Your assignment: Throughout the entries below, report every line where "dark" is found.
=-=-=
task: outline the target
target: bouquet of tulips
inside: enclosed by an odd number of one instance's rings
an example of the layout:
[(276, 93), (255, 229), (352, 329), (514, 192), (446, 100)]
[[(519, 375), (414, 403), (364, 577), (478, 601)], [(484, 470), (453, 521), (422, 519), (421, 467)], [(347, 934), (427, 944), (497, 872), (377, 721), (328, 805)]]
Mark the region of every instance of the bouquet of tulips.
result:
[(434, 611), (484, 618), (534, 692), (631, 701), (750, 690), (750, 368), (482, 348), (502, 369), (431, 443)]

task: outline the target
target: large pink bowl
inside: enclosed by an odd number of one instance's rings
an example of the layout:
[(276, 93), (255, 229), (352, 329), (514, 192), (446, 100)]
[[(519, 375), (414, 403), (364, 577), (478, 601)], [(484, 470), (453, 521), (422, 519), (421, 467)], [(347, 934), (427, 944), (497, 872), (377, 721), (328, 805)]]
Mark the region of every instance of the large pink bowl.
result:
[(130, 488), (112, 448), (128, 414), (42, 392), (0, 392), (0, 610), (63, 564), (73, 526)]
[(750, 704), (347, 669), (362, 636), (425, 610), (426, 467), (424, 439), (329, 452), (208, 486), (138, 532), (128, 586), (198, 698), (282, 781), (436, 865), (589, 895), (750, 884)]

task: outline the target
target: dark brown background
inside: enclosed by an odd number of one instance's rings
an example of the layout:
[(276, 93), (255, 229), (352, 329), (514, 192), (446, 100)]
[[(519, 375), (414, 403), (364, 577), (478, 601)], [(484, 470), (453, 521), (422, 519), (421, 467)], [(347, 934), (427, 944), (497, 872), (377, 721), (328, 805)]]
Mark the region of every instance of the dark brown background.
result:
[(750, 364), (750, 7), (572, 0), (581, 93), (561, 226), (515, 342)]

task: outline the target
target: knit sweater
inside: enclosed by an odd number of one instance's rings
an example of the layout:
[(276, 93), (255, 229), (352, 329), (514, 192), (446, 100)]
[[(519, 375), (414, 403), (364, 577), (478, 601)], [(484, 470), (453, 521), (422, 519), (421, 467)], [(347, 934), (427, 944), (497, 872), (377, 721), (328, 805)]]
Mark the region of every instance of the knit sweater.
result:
=-=-=
Result below:
target: dark brown background
Mark the region of every instance of the dark brown background.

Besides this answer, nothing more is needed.